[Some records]

-=-=-=-=-

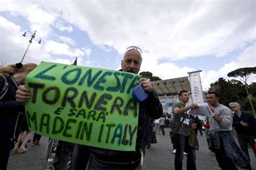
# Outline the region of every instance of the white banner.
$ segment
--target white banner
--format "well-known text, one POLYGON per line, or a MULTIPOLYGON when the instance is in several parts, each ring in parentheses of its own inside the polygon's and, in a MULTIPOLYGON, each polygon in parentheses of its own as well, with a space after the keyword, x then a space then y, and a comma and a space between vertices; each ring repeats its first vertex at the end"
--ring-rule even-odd
POLYGON ((188 73, 190 86, 191 87, 192 102, 196 104, 204 103, 199 73, 200 71, 188 73))
MULTIPOLYGON (((172 115, 172 104, 179 102, 179 95, 159 96, 160 102, 163 106, 163 110, 164 114, 172 115)), ((191 104, 191 97, 190 96, 190 100, 187 104, 191 104)))

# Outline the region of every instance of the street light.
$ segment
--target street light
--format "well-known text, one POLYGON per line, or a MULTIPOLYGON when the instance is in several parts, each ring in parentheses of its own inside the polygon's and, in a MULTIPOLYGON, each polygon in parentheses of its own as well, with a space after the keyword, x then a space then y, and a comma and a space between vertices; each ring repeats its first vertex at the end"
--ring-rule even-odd
POLYGON ((26 52, 28 51, 28 49, 29 49, 29 46, 30 46, 30 44, 32 43, 32 41, 33 40, 33 39, 36 37, 39 37, 39 40, 38 41, 38 42, 39 44, 41 44, 41 37, 40 37, 38 36, 36 36, 36 31, 35 31, 35 32, 34 32, 33 34, 33 33, 32 33, 32 32, 31 32, 30 31, 25 31, 25 32, 24 33, 24 34, 22 34, 22 36, 23 36, 24 37, 26 37, 26 34, 27 33, 27 32, 30 33, 31 34, 31 37, 30 37, 30 40, 29 41, 29 46, 28 46, 28 48, 26 48, 26 51, 25 52, 25 53, 24 54, 23 57, 22 58, 22 61, 21 61, 21 63, 22 63, 22 61, 23 61, 24 58, 25 57, 25 55, 26 55, 26 52))

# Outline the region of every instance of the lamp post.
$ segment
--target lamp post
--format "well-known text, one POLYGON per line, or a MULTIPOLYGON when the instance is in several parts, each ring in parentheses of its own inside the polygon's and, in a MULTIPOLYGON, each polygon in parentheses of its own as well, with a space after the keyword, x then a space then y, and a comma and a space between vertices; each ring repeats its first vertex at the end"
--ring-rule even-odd
POLYGON ((26 34, 27 33, 27 32, 29 32, 30 33, 31 33, 31 37, 30 37, 30 40, 29 41, 29 46, 28 46, 28 48, 26 48, 26 51, 25 52, 25 53, 24 54, 23 57, 22 58, 22 61, 21 61, 21 63, 22 63, 22 61, 23 61, 24 58, 25 57, 25 55, 26 55, 26 52, 28 51, 28 49, 29 49, 29 47, 30 46, 30 44, 32 43, 32 41, 33 40, 33 39, 36 37, 38 37, 39 38, 39 40, 38 41, 38 43, 41 44, 41 38, 38 36, 36 36, 36 31, 35 31, 35 32, 33 33, 32 32, 31 32, 30 31, 26 31, 24 32, 24 33, 22 34, 22 36, 23 36, 24 37, 26 37, 26 34))

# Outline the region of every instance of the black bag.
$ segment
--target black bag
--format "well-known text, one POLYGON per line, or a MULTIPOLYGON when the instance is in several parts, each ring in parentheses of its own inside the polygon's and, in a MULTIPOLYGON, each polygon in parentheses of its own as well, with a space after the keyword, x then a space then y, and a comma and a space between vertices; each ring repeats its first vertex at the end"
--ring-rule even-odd
POLYGON ((156 144, 157 142, 157 137, 156 136, 156 132, 154 131, 152 131, 152 137, 151 137, 151 144, 156 144))
POLYGON ((172 130, 171 130, 171 131, 169 132, 170 136, 171 137, 171 141, 172 142, 172 144, 173 145, 173 146, 178 146, 178 131, 179 131, 179 129, 180 128, 180 126, 181 126, 181 124, 183 123, 183 122, 184 122, 184 120, 185 120, 185 117, 183 118, 181 122, 179 124, 179 126, 178 126, 177 131, 174 132, 172 130))
POLYGON ((170 136, 171 137, 171 141, 174 146, 178 145, 178 133, 174 132, 172 130, 170 131, 170 136))

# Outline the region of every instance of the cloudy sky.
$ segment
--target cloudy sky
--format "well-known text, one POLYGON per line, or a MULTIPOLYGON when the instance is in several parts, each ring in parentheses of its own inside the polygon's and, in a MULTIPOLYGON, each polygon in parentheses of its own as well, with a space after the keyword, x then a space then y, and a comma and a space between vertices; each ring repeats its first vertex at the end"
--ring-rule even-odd
MULTIPOLYGON (((116 70, 126 48, 163 80, 202 70, 202 86, 256 66, 255 1, 10 1, 0 2, 0 64, 41 61, 116 70), (37 43, 39 39, 41 44, 37 43)), ((249 82, 256 81, 252 76, 249 82)))

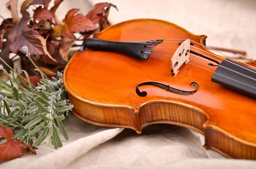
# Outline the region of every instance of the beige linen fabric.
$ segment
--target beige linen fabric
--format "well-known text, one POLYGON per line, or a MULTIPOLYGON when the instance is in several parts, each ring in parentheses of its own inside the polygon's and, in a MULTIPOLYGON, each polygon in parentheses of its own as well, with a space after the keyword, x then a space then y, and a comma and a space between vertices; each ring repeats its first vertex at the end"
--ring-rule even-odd
MULTIPOLYGON (((1 14, 6 17, 10 16, 5 9, 7 1, 1 1, 0 6, 1 14)), ((22 1, 19 1, 19 6, 22 1)), ((107 1, 119 9, 119 12, 113 8, 111 11, 109 20, 112 24, 136 18, 166 20, 195 34, 207 35, 208 45, 245 50, 249 57, 256 59, 255 0, 107 1)), ((85 14, 99 2, 102 1, 66 0, 57 14, 63 18, 73 8, 80 8, 85 14)), ((230 160, 213 150, 203 149, 203 135, 180 126, 152 125, 138 135, 129 129, 93 125, 75 115, 67 120, 65 126, 69 140, 61 136, 62 147, 55 150, 47 143, 42 144, 38 146, 36 155, 24 150, 24 156, 2 162, 0 168, 256 168, 254 161, 230 160)))

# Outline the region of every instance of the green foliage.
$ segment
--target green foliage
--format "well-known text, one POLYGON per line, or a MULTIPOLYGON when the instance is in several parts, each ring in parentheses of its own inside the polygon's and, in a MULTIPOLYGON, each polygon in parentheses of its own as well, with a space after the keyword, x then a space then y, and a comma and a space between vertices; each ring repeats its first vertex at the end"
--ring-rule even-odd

-=-=-=-=-

§ **What you are asked to do**
Print the records above line for line, with no changes, but leave out the pictures.

§ **Answer**
# Outline the region of every instance of the white banner.
$ segment
--target white banner
--format "well-known text, one POLYGON per line, or a MULTIPOLYGON when the instance is in several parts, each ring in parentheses of its own inside the polygon's and, in a MULTIPOLYGON, each polygon in parentheses of its own as well, with a space after the keyword, x then a space then y, and a comma and a space between vertices; each ring repeats its first vertex at the end"
--ring-rule even-odd
POLYGON ((188 73, 190 86, 191 87, 192 102, 196 104, 204 103, 199 73, 200 71, 188 73))
MULTIPOLYGON (((172 115, 172 104, 179 102, 179 95, 159 96, 160 102, 163 106, 163 110, 164 114, 172 115)), ((191 104, 191 97, 190 96, 190 100, 187 104, 191 104)))

# Outline the region of every instance of the street light.
$ segment
--target street light
--format "well-known text, one POLYGON per line, or a MULTIPOLYGON when the instance is in several parts, each ring in parentheses of its own inside the polygon's and, in a MULTIPOLYGON, each polygon in parentheses of its own as well, with a space after the keyword, x then a space then y, and a comma and a space between vertices; each ring repeats its first vertex at the end"
--ring-rule even-odd
POLYGON ((26 52, 28 51, 28 49, 29 49, 29 46, 30 46, 30 44, 32 43, 32 41, 33 40, 33 39, 36 37, 39 37, 39 40, 38 41, 38 42, 39 44, 41 44, 41 37, 40 37, 38 36, 36 36, 36 31, 35 31, 35 32, 34 32, 33 34, 33 33, 32 33, 32 32, 31 32, 30 31, 25 31, 25 32, 24 33, 24 34, 22 34, 22 36, 23 36, 24 37, 26 37, 26 34, 27 33, 27 32, 30 33, 31 34, 31 37, 30 37, 30 40, 29 41, 29 46, 28 46, 28 48, 26 48, 26 51, 25 52, 25 53, 24 54, 23 57, 22 58, 22 61, 21 61, 21 63, 22 63, 22 61, 23 61, 24 58, 25 57, 25 55, 26 55, 26 52))

# Outline the region of every instance of the lamp post.
$ segment
--target lamp post
--format "well-known text, one POLYGON per line, or a MULTIPOLYGON when the instance is in several parts, each ring in parentheses of its own inside the polygon's and, in a MULTIPOLYGON, each polygon in parentheses of its own as well, with a space after the keyword, x then a space then y, and a comma and a space between vertices; each ring repeats its first vertex at the end"
--ring-rule even-odd
POLYGON ((26 34, 27 33, 27 32, 29 32, 30 33, 31 33, 31 37, 30 37, 30 40, 29 41, 29 46, 28 46, 28 48, 26 48, 26 51, 25 52, 25 53, 24 54, 23 57, 22 58, 22 61, 21 61, 21 63, 22 63, 22 61, 23 61, 24 58, 25 57, 25 55, 26 55, 26 52, 28 51, 28 49, 29 49, 29 47, 30 46, 30 44, 32 43, 32 41, 33 40, 33 39, 36 37, 38 37, 39 38, 39 40, 38 41, 38 43, 41 44, 41 38, 38 36, 36 36, 36 31, 35 31, 35 32, 33 33, 32 32, 31 32, 30 31, 26 31, 24 32, 24 33, 22 34, 22 36, 23 36, 24 37, 26 37, 26 34))

# Outline the region of every instance of the black bag.
$ segment
--target black bag
--format "well-known text, one POLYGON per line, or a MULTIPOLYGON when the instance is in several parts, each ring in parentheses of its own inside the polygon's and, in a MULTIPOLYGON, each polygon in parentheses of its own as well, with a space after the keyword, x then a space then y, and a comma and a space between vertices; each ring repeats its first vertex at the end"
--ring-rule even-odd
POLYGON ((156 144, 157 142, 157 137, 156 136, 156 132, 154 131, 152 131, 152 137, 151 137, 151 144, 156 144))
POLYGON ((172 130, 171 130, 171 131, 169 132, 170 136, 171 137, 171 141, 172 142, 172 144, 173 145, 173 146, 178 146, 178 131, 179 131, 179 129, 180 128, 180 126, 181 126, 181 124, 183 123, 183 122, 184 122, 184 120, 185 120, 185 117, 183 118, 181 122, 179 124, 179 126, 178 126, 177 131, 174 132, 172 130))
POLYGON ((170 136, 171 137, 171 141, 174 146, 178 145, 178 133, 174 132, 172 130, 170 131, 170 136))

# Outline the region of every instance of the cloudy sky.
$ segment
--target cloudy sky
--format "well-known text, one POLYGON per line, or a MULTIPOLYGON when the instance is in several parts, each ring in parentheses of its own inside the polygon's and, in a MULTIPOLYGON, each polygon in parentheses of its own as well, with a space after the keyword, x then a space then y, and a comma and a space between vertices; each ring repeats its first vertex at the end"
--ring-rule even-odd
MULTIPOLYGON (((116 70, 126 48, 163 80, 202 70, 202 86, 256 66, 255 1, 10 1, 0 2, 0 64, 41 61, 116 70), (37 43, 39 39, 41 44, 37 43)), ((249 82, 256 81, 252 76, 249 82)))

# Outline the region of every instance of the beige linen fabric.
$ segment
--target beige linen fabric
--format "well-known text, one POLYGON per line, or a MULTIPOLYGON when the instance is in several parts, each ring in parentheses of its own inside the polygon's and, in a MULTIPOLYGON, each polygon in parentheses of its own as well, with a space after the keyword, x then a space then y, and a comma and a space between vertices; each ring repeats its first vertex at the end"
--ring-rule even-odd
MULTIPOLYGON (((1 14, 6 17, 10 16, 5 9, 7 1, 1 1, 0 6, 1 14)), ((22 1, 19 1, 19 6, 22 1)), ((107 1, 119 9, 119 12, 113 8, 111 11, 109 20, 112 24, 136 18, 166 20, 195 34, 207 35, 208 45, 245 50, 249 57, 256 59, 255 0, 107 1)), ((85 14, 99 2, 102 1, 66 0, 57 14, 63 18, 73 8, 80 8, 85 14)), ((230 160, 213 150, 203 149, 203 135, 180 126, 152 125, 138 135, 129 129, 93 125, 75 115, 67 120, 65 126, 69 140, 61 136, 62 147, 55 150, 47 143, 42 144, 38 146, 36 155, 24 150, 24 156, 2 162, 0 168, 256 168, 254 161, 230 160)))

# Outline the region of every instance of the green foliage.
$ segment
--target green foliage
--format "well-known text, one POLYGON per line, or a MULTIPOLYGON when the instance is in several parts, each ring in parentheses of its own inside the polygon's and, in a MULTIPOLYGON, each polygon in parentheses of its own as well, with a space after the keyword, x then a space then y, and a comma and a space between vertices; each ring repeats its first vertex at the end"
--ring-rule even-odd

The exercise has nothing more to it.